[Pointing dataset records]
===============
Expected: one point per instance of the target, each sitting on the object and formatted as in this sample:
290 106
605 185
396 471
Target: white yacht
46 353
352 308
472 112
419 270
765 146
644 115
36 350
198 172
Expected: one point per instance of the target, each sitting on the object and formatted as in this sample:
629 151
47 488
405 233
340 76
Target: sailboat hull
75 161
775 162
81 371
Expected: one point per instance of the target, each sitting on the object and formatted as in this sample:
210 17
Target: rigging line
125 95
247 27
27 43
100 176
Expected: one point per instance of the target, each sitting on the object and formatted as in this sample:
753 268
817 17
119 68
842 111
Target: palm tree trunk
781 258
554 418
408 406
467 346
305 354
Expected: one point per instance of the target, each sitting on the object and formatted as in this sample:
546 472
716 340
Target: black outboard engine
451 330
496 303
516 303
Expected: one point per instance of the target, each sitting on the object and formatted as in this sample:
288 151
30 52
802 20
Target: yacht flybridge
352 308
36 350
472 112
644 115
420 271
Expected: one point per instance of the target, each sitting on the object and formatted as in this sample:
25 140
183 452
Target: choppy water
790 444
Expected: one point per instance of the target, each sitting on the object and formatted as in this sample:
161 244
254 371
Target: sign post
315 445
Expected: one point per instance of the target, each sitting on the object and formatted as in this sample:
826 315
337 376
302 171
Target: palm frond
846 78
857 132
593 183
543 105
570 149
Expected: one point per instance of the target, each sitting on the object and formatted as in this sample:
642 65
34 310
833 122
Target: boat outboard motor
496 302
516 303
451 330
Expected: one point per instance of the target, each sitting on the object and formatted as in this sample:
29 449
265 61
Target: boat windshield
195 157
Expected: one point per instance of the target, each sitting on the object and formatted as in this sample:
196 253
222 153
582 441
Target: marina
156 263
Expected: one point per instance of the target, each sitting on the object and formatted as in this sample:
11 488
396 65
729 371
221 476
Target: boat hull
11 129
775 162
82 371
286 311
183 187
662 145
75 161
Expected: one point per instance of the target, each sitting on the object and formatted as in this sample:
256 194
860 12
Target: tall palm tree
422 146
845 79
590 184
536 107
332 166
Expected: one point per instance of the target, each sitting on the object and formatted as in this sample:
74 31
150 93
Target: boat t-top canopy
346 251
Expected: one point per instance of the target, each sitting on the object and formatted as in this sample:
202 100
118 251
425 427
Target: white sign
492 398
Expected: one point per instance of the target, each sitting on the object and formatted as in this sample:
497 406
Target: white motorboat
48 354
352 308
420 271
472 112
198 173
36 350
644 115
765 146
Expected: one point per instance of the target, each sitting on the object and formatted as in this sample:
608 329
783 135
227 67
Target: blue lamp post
===============
**Task prompt:** Each record must be repeated exactly as it is.

**Solution to this problem:**
Expected: one point per instance of the target, each sitting on the object and formatted as in this sample:
290 106
605 185
396 471
Target: white yacht
46 353
352 308
472 112
419 270
765 146
644 115
36 350
198 172
Expected: one point per instance of the target, each sitting on the object and formatted as in this sample:
629 151
47 488
405 233
340 76
Target: sailboat hull
75 161
775 162
81 371
Expected: one point per instance of the target, each sitting on the object and formatted as in this sample:
210 17
Target: rigging line
125 95
247 27
27 43
100 176
Expected: one point per instance of the target, each sitting on the object and formatted as in this sample:
753 268
817 17
119 68
842 111
Target: palm tree trunk
781 258
554 418
408 406
467 346
305 354
Expected: one point per instance of the target, each sitting on the object and formatted as in this sample:
546 472
716 340
Target: black outboard engine
451 330
496 303
516 303
Expected: one point per instance of the target, each sitting on the object and formatted as in this sample:
288 151
30 52
802 20
Target: yacht flybridge
352 308
36 350
472 112
644 115
420 271
Expected: one point per instance of the target, each sitting on the object and formatted as in this sample:
25 140
183 452
Target: choppy water
790 444
Expected: one point per instance of the target, each sitting on the object and formatted as in this sample:
161 244
254 371
Target: sign post
315 445
Expected: one point per instance of the target, each sitting on the object and formatted as in this sample:
826 315
337 376
302 171
Target: palm frond
846 78
857 132
593 183
543 105
570 149
Expected: one point per instance of the target, each sitting on the object and formatted as in this sample:
642 65
34 310
833 122
Target: boat outboard motor
496 302
516 303
451 330
Expected: one point per instance of the target, each sitting on the object and formatted as in this sample:
29 449
265 61
Target: boat windshield
195 157
Expected: one point per instance of the target, each sitting on the object and formatted as in this sample:
196 253
222 153
582 441
Target: marina
156 263
Expected: one point per instance of the target, each sitting on the object and formatted as in this sample:
11 488
396 65
729 371
221 476
Target: boat hull
11 129
775 162
82 371
286 311
183 187
662 145
75 161
Expected: one point per instance of the target, each sitting on the object and formatted as in this sample:
256 194
860 12
Target: tall palm tree
422 146
845 79
590 184
536 107
332 166
Expected: one point per instance of the target, each sitting on the object and formatted as in this sample:
74 31
150 93
Target: boat t-top canopy
346 251
Expected: one point per instance of the target, each sitting on the object and formatted as in this sample:
202 100
118 251
425 427
Target: white sign
492 398
Expected: one point per instance of the target, each sitting on the object and formatted as in this sample:
497 406
Target: white motorboat
48 354
352 308
420 271
472 112
198 173
36 350
644 115
765 146
Expected: one point per instance of the target, each sitting on the object and formatted as in this sample:
608 329
783 135
227 67
Target: blue lamp post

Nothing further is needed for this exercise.